=== READING TEXT ===
The Healing Fields

It was hardly an ideal beginning for newlyweds Setan and Randa Lee - living in a basement in Aurora with 12 relatives, learning a new language and culture, making soup out of free bones meant for family dogs.

But after their years in the killing fields of Cambodia, the refugees were grateful even for the crowded quarters offered in 1980 in the home of a Cambodian family who had not been victims of the Khmer Rouge.

Randa marveled at how clean and big everything was in Colorado and how welcoming the people were.

"I thought, 'I'm not important. I'm from a different country.' But people were so warm to us."

They began learning about life in the Denver area, about schools, about English lessons, about where the grocery store was, about services for refugees.

Setan and Randa also wanted to find a place to worship in their newfound Christian faith as soon as they could. Setan looked in the telephone book. He searched for the Church of Jesus Christ - the name of the refugee camp church in Thailand where he and Randa converted and married, the only church name he knew.

"But there was no such thing." He found the Church of Jesus Christ of Latter-day Saints - the Mormons. "That didn't sound right." He kept looking and got even more confused: Baptist, Lutheran, Catholic, Presbyterian, Methodist and on and on. "I got lost. I didn't understand about denominations."

Setan met a man who explained as best he could and pointed them to Faith Presbyterian Church in Aurora, where Setan later was ordained and set up a refugee church in the chapel. They remain members there today. "By accident," Randa says, "we became Presbyterians."

Setan, the only family member who spoke English, got a job within three weeks as a case manager with Church World Services' refugee resettlement program, which had helped the Lees come to the United States.

In less than two months, Faith Presbyterian helped the family move into a small house in Aurora.

Setan's $800 monthly income covered the $450 rent, utilities, food and clothing for everybody. The transition to a new country was hardest on Setan's parents. The weather, the customs, the language - everything was new, everything was in upheaval.

The family - except for Setan - walked to nighttime English classes at Aurora Central High School.

"It was quite a walk. (My parents) were old, and they had to walk in the cold and the snow. They cried almost every day," Setan says. "I felt so sorry for them."

Setan's father, Chan, recalls, "We didn't know how to do anything. We couldn't even get kitchenware. We didn't know where to get it. We were afraid to ask."

The Lees learned a few things they weren't taught in English class or from refugee services. One was that the closest grocery store gave away bags of beef and pork bones for dogs - but only one to a customer.

"So they got a lot of dogs at that grocery store - 14 of them," says Setan, laughing.

Each Lee walked into the store to get the bag of dog bones and brought them home to make soup.

A few other family members soon learned enough English to get jobs at a meatpacking plant. With more income, they bought used clothes and stocked their house from a nearby Goodwill store. They all pitched in to buy an old Volkswagen van so Setan - the only one with a driver's license at first - could drive the family around.

Although more of the younger Lees were finding work, hard as he tried, Setan's father, Chan, couldn't get hired. By the time the family arrived in Aurora, Chan was 60 and his wife, Noeun, was 51.

=== DATASET RECORDS ===
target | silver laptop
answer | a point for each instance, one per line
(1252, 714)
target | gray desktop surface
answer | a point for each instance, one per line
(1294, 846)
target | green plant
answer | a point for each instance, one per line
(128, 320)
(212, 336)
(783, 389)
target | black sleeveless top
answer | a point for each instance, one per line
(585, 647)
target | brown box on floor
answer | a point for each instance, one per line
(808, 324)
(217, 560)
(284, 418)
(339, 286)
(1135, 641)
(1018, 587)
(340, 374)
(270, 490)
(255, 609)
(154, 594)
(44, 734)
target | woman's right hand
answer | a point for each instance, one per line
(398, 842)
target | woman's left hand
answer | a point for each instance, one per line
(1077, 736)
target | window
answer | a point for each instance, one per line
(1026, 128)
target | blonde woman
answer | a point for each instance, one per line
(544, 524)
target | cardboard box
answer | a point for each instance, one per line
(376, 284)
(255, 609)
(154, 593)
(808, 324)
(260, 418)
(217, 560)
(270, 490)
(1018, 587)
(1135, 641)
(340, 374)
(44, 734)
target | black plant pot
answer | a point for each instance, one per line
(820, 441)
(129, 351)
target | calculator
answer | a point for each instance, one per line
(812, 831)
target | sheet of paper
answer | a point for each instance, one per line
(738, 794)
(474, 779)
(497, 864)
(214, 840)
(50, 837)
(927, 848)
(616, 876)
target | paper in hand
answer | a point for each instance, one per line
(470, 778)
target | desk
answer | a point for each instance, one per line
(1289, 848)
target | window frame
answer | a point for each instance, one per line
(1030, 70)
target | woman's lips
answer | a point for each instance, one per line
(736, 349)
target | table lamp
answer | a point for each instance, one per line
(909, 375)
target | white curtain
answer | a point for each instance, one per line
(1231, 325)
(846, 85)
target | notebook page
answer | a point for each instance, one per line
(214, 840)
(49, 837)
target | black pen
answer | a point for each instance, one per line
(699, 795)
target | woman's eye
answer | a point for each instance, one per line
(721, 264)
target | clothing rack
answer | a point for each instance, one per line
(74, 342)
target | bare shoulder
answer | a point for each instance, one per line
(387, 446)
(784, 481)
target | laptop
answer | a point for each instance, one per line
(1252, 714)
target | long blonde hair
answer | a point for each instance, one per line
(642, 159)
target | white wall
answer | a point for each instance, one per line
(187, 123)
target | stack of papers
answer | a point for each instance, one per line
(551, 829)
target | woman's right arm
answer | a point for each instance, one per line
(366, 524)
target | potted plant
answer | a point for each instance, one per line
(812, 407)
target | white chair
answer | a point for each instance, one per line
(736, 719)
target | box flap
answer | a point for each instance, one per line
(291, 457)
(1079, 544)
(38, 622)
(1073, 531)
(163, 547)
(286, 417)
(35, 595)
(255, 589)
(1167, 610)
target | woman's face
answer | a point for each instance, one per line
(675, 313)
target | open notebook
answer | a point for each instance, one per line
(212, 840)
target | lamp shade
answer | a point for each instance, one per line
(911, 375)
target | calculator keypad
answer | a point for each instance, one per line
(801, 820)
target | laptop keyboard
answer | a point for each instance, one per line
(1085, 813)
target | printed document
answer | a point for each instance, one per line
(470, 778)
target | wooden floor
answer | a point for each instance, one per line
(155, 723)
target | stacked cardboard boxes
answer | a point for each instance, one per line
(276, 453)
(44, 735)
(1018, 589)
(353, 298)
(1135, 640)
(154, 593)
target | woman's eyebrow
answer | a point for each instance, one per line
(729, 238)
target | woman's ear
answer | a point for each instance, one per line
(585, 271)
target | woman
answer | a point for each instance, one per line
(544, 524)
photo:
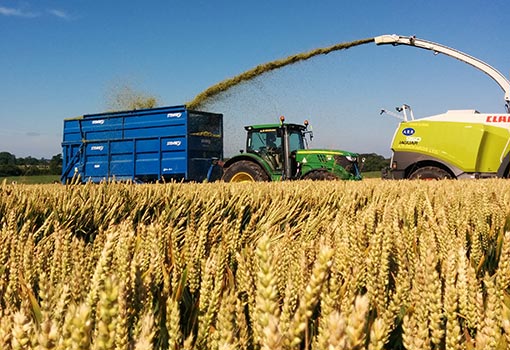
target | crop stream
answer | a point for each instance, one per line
(213, 91)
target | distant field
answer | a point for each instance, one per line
(371, 174)
(36, 179)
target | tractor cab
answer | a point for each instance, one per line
(280, 152)
(276, 143)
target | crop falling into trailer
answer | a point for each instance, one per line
(142, 145)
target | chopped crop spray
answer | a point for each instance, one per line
(211, 92)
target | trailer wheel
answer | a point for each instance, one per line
(244, 171)
(430, 173)
(319, 174)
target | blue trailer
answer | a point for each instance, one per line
(142, 145)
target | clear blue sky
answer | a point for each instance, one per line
(60, 59)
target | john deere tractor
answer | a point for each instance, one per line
(279, 152)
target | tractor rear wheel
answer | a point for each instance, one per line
(244, 171)
(319, 174)
(430, 173)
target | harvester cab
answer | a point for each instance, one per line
(455, 144)
(280, 152)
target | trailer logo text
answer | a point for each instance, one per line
(174, 143)
(498, 119)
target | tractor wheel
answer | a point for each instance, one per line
(244, 171)
(319, 174)
(430, 173)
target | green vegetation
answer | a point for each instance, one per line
(12, 166)
(216, 89)
(32, 179)
(124, 97)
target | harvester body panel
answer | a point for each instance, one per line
(465, 142)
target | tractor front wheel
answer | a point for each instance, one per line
(319, 174)
(430, 173)
(244, 171)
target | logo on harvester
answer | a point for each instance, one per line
(408, 131)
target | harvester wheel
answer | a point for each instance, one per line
(319, 174)
(244, 171)
(430, 173)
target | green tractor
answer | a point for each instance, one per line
(279, 152)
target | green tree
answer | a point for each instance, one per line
(7, 158)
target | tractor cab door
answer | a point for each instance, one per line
(295, 142)
(266, 143)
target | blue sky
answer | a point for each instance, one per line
(61, 59)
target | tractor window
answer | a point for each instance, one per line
(259, 140)
(295, 140)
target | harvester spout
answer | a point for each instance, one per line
(500, 79)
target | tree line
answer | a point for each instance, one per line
(10, 165)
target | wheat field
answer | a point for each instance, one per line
(296, 265)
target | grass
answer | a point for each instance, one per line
(48, 179)
(34, 179)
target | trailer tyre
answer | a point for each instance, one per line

=== TO DO ===
A) Write out the part of the account of the Lee family that starts with "But after their" and goes on through "name he knew.", copying every word exactly.
B) Find every row that contains the string "harvester", and copy each of those lines in full.

=== PER-TASK ANSWERS ===
A)
But after their years in the killing fields of Cambodia, the refugees were grateful even for the crowded quarters offered in 1980 in the home of a Cambodian family who had not been victims of the Khmer Rouge.

Randa marveled at how clean and big everything was in Colorado and how welcoming the people were.

"I thought, 'I'm not important. I'm from a different country.' But people were so warm to us."

They began learning about life in the Denver area, about schools, about English lessons, about where the grocery store was, about services for refugees.

Setan and Randa also wanted to find a place to worship in their newfound Christian faith as soon as they could. Setan looked in the telephone book. He searched for the Church of Jesus Christ - the name of the refugee camp church in Thailand where he and Randa converted and married, the only church name he knew.

B)
target | harvester cab
target | harvester body panel
target | logo on harvester
target | harvester wheel
target | harvester spout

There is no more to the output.